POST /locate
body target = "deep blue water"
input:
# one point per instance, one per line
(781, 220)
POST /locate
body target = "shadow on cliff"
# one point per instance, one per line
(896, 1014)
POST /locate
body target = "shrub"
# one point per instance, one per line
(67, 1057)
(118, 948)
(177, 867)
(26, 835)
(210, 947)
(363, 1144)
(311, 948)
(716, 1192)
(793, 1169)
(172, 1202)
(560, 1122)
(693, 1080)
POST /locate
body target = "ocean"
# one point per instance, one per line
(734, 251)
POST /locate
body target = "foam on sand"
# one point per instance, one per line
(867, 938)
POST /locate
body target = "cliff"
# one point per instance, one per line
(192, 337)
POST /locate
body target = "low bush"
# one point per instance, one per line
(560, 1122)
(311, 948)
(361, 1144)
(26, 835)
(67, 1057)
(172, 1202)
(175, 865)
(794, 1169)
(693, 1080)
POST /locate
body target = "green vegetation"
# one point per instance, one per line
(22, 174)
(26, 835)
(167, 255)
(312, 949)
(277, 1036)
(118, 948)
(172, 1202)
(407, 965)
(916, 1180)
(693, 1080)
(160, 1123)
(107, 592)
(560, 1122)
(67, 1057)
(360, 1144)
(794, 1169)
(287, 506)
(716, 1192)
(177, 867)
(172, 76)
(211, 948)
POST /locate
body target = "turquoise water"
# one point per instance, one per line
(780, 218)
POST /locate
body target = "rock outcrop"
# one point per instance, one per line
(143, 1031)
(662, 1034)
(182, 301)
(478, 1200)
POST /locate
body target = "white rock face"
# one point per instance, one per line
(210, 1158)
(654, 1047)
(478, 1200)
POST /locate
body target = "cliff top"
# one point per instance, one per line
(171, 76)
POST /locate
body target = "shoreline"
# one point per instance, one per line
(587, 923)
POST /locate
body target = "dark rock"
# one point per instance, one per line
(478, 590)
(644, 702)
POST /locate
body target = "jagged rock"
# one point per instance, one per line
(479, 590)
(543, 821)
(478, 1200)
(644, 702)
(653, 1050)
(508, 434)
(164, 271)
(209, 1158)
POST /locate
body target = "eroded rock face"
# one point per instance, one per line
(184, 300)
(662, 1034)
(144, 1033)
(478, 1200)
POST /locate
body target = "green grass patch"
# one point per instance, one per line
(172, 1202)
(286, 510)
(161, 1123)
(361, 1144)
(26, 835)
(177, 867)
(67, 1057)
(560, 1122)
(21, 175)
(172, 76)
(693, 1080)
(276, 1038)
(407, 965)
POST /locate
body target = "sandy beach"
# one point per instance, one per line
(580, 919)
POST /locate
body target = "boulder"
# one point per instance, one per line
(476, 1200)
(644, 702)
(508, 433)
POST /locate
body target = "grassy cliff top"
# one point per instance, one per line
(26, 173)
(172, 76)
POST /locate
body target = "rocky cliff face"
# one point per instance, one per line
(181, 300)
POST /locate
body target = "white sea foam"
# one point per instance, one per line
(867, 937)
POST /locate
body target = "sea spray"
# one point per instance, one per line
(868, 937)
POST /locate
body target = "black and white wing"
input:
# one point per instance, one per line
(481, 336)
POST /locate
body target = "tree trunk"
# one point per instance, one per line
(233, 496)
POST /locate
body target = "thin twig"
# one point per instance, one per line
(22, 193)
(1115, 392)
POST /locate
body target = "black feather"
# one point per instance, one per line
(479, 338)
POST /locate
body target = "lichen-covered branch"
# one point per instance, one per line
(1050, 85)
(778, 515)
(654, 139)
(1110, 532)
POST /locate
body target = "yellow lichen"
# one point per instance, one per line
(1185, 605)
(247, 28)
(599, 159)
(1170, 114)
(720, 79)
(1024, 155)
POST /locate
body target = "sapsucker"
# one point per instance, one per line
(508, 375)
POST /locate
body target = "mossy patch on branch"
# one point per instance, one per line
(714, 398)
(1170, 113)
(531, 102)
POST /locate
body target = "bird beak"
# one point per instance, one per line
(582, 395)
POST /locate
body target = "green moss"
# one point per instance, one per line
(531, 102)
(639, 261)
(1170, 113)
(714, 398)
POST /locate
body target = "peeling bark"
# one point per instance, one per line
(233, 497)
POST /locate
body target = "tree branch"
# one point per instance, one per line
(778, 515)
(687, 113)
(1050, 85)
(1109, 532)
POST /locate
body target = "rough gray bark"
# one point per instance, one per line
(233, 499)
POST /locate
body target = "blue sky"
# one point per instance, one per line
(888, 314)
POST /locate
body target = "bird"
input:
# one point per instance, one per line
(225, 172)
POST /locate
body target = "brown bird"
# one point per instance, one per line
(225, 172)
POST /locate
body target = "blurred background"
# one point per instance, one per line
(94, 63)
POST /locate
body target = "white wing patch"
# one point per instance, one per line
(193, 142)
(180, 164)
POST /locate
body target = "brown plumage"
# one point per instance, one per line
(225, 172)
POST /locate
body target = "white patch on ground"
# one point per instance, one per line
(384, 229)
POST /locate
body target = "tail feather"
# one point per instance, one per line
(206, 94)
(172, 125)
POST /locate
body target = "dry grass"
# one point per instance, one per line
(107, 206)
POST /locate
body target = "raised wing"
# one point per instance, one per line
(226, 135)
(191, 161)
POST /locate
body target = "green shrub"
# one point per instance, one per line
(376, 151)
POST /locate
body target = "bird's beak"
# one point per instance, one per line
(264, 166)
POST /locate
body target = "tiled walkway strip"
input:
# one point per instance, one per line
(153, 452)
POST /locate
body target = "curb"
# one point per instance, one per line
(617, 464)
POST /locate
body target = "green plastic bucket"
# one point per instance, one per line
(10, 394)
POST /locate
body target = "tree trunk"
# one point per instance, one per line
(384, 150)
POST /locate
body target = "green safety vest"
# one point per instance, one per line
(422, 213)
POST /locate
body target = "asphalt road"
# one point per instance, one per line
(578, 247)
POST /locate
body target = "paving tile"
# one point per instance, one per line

■ ■ ■ ■ ■ ■ ■

* _What to produce_: Output the data in full, precisely as it appears above.

* _Exercise answer_:
POST /locate
body target = "deep blue water"
input:
# one point per instance, one per line
(781, 220)
POST /locate
body target = "shadow on cliff"
# one point per instance, one per line
(896, 1014)
POST /locate
body target = "shrub"
# one point per instance, one per line
(67, 1057)
(118, 948)
(177, 867)
(26, 835)
(210, 947)
(363, 1144)
(311, 948)
(716, 1192)
(793, 1169)
(172, 1202)
(560, 1122)
(693, 1080)
POST /locate
body target = "ocean"
# one point per instance, one per line
(734, 251)
POST /locate
body target = "foam on sand"
# one point per instance, one per line
(867, 938)
POST /locate
body target = "cliff"
# one point per instance, one per line
(192, 337)
POST /locate
body target = "low bush"
# one point per instance, one per line
(560, 1122)
(311, 948)
(361, 1144)
(26, 835)
(67, 1057)
(172, 1202)
(175, 865)
(794, 1169)
(693, 1080)
POST /locate
body target = "green vegetation"
# one point per instance, one per line
(22, 174)
(26, 835)
(167, 255)
(312, 949)
(277, 1036)
(118, 948)
(172, 1202)
(407, 965)
(916, 1180)
(693, 1080)
(160, 1123)
(107, 592)
(560, 1122)
(67, 1057)
(360, 1144)
(794, 1169)
(287, 506)
(716, 1192)
(177, 867)
(172, 76)
(211, 948)
POST /locate
body target = "turquoise water"
# one point per instance, one per line
(780, 218)
POST /locate
body target = "rock outcrop"
# one point per instance, one per line
(143, 1031)
(662, 1034)
(182, 301)
(478, 1200)
POST /locate
body target = "white rock face"
# one point per instance, one per line
(210, 1158)
(654, 1047)
(478, 1200)
POST /locate
body target = "cliff top"
# one point per instance, one per line
(171, 76)
POST /locate
body target = "shoreline"
# one point per instance, one per line
(587, 923)
POST /locate
body target = "dark rock"
# one point per instance, one per line
(478, 590)
(644, 702)
POST /locate
body target = "jagged rock"
# one point per instance, one per line
(479, 590)
(543, 821)
(478, 1200)
(644, 702)
(653, 1050)
(508, 434)
(164, 271)
(209, 1158)
POST /locate
body target = "eroded rock face"
# one point per instance, one per line
(184, 300)
(662, 1034)
(144, 1033)
(478, 1200)
POST /locate
body target = "green grass patch"
# one point per instance, one per line
(172, 1202)
(286, 510)
(161, 1123)
(361, 1144)
(26, 835)
(177, 867)
(67, 1057)
(560, 1122)
(21, 175)
(172, 76)
(693, 1080)
(276, 1038)
(407, 965)
POST /locate
body target = "sandy beach"
# one point per instance, one per line
(580, 919)
POST /locate
body target = "boulder"
# one point per instance, one per line
(476, 1200)
(644, 702)
(508, 433)
POST /locate
body target = "grassy cliff top"
# one point per instance, one per line
(26, 173)
(172, 76)
POST /locate
body target = "rocky cliff face"
# one point per instance, one per line
(181, 300)
POST /locate
body target = "white sea foam"
# one point per instance, one per line
(867, 937)
POST /locate
body target = "sea spray"
# one point per instance, one per line
(868, 937)
POST /locate
body target = "black and white wing"
input:
# one point per instance, one per line
(481, 336)
POST /locate
body target = "tree trunk"
# one point per instance, one per line
(233, 496)
POST /locate
body target = "thin twig"
# one point per instance, one per line
(22, 193)
(1115, 392)
POST /locate
body target = "black feather"
# one point per instance, one per line
(479, 338)
POST /locate
body target = "lichen-covered branch"
# one point per instance, one per line
(1050, 85)
(778, 515)
(654, 139)
(1110, 532)
POST /locate
body target = "yellow lichen"
# one point per instance, one per line
(1185, 605)
(247, 28)
(599, 159)
(1170, 114)
(720, 79)
(1024, 155)
POST /locate
body target = "sapsucker"
# one point per instance, one per line
(508, 375)
POST /locate
body target = "mossy patch on branch"
# one point per instance, one per line
(714, 398)
(1170, 113)
(531, 102)
POST /locate
body target = "bird beak"
# one point per instance, one per line
(582, 395)
POST /locate
body target = "green moss"
# one point per instance, one per line
(531, 102)
(639, 261)
(1170, 113)
(714, 398)
POST /locate
body target = "peeling bark"
# one point per instance, one per line
(233, 497)
POST /locate
body target = "tree branch"
# one point per instance, one per line
(778, 515)
(687, 113)
(1050, 85)
(1109, 532)
POST /locate
body target = "rough gray bark"
# one point per instance, one per line
(233, 499)
POST /locate
body target = "blue sky"
# one point per instance, one per line
(888, 314)
POST /locate
body target = "bird"
input:
# one point per instance, one per line
(225, 172)
POST /locate
body target = "brown bird"
# one point per instance, one per line
(225, 172)
POST /locate
body target = "blurred background"
# one point per instance, one per line
(94, 63)
POST /locate
body target = "white wing patch"
# one point per instance, one per line
(193, 142)
(180, 164)
POST /locate
body target = "brown plumage"
# one point per instance, one per line
(225, 172)
POST /locate
body target = "white patch on ground"
# one point per instance, one per line
(384, 229)
POST /locate
body target = "tail feather"
# one point per instance, one per line
(206, 94)
(172, 125)
POST /locate
body target = "dry grass"
# one point per instance, one per line
(107, 206)
POST /locate
body target = "raised wing"
# one point per instance, one per line
(226, 135)
(191, 161)
POST /locate
body target = "green shrub"
# one point per instance, one per line
(376, 151)
POST /locate
body target = "bird's beak"
# one point per instance, one per line
(264, 166)
POST /locate
body target = "tiled walkway strip"
input:
# one point per instance, one per line
(153, 452)
POST /locate
body target = "curb"
# one point per instance, one per line
(617, 464)
POST /locate
body target = "green plastic bucket"
# one point per instance, one per line
(10, 394)
POST /locate
body target = "tree trunk"
# one point per instance, one per line
(384, 150)
POST /locate
body target = "green safety vest"
# one point per instance, one per line
(422, 213)
POST /locate
body target = "asphalt road"
# one point per instance, one per line
(578, 247)
POST /locate
body target = "paving tile"
# one point per instance, one per line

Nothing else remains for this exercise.